EXTRACT —

## Start

Greek vases, with their distinctive red and black, are one of the most recognizable faces of ancient Greece. Their decorative scenes of deities, myth, and everyday life offer a beautiful and informative window into classical culture. With the Panoply Vase Animation Project we’re encouraging people to enjoy and learn about ancient vases and society by placing the artifacts center-stage in short, lively animations made from the vase-scenes themselves. The animations keep as close as possible to the original artwork, using the existing figures and decoration and drawing on existing iconography. But the figures can now move, and the animations explore the possibilities within the vase scenes: runners can sprint past, dice are thrown, and those poised to strike can use their weapons. The tone of the animations varies. The Cheat is a light-hearted romp; Hoplites! Greeks at War will send shivers down your spine.

The project draws on my knowledge as an ancient historian and the technical and artistic skills of animator Steve K Simons. We live and work in Cambridge in the UK, where we met twenty years ago, although we first developed the project in Dublin, Ireland, while I was a doctoral researcher. We started with stop-motion animations telling stories from antiquity. This went on to experimenting with vase figures. We soon realised the educational potential in animating vase scenes and began planning ways that they could be used in museums alongside the vases they were made from. Now that vision has actually been achieved and will hopefully continue to expand as more museums hear about what we offer. On the way, we’ve learned a huge amount about how the animations can be used. We built the project website to display the animations, and we include material on there to help people learn more and to support use of the animations in teaching. Each one comes with information about the vase and the subject of the animation, plus suggestions for activities and further reading (ancient and modern). I do quite a bit of teaching with the animations to people of all ages; it’s a lot of fun and it’s wonderful to see the creative ways that people respond.

The vase animations are very effective within outreach work because of the way that they grab people’s attention and show the beauty and energy of the ancient artwork. Non-specialists can feel unenthusiastic about rows of apparently similar vases or static images of them, so it really perks up their attention when they then see those scenes moving. Once people’s curiosity is piqued, they’re fundamentally more open to learning. In a museum, that means encouraging people to linger in the vase gallery longer and, by seeing movement and action, to see the dynamism that is inherent within the original images. In the classroom, that can simply mean adding some extra energy to the way that vases are taught or a fun yet artefact-based route to teaching ancient world topics.

## End

TASK GOAL —
Please reproduce verbatim the part of the vase animation text between "The vase animations" and "ancient world topics.", inclusive. The lines that come next are separate from the vase animation text.

MATERIAL —
## Start

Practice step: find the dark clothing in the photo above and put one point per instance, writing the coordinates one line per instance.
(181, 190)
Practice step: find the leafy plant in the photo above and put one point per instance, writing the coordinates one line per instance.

## End

OUTPUT FOR THIS TASK —
The vase animations are very effective within outreach work because of the way that they grab people’s attention and show the beauty and energy of the ancient artwork. Non-specialists can feel unenthusiastic about rows of apparently similar vases or static images of them, so it really perks up their attention when they then see those scenes moving. Once people’s curiosity is piqued, they’re fundamentally more open to learning. In a museum, that means encouraging people to linger in the vase gallery longer and, by seeing movement and action, to see the dynamism that is inherent within the original images. In the classroom, that can simply mean adding some extra energy to the way that vases are taught or a fun yet artefact-based route to teaching ancient world topics.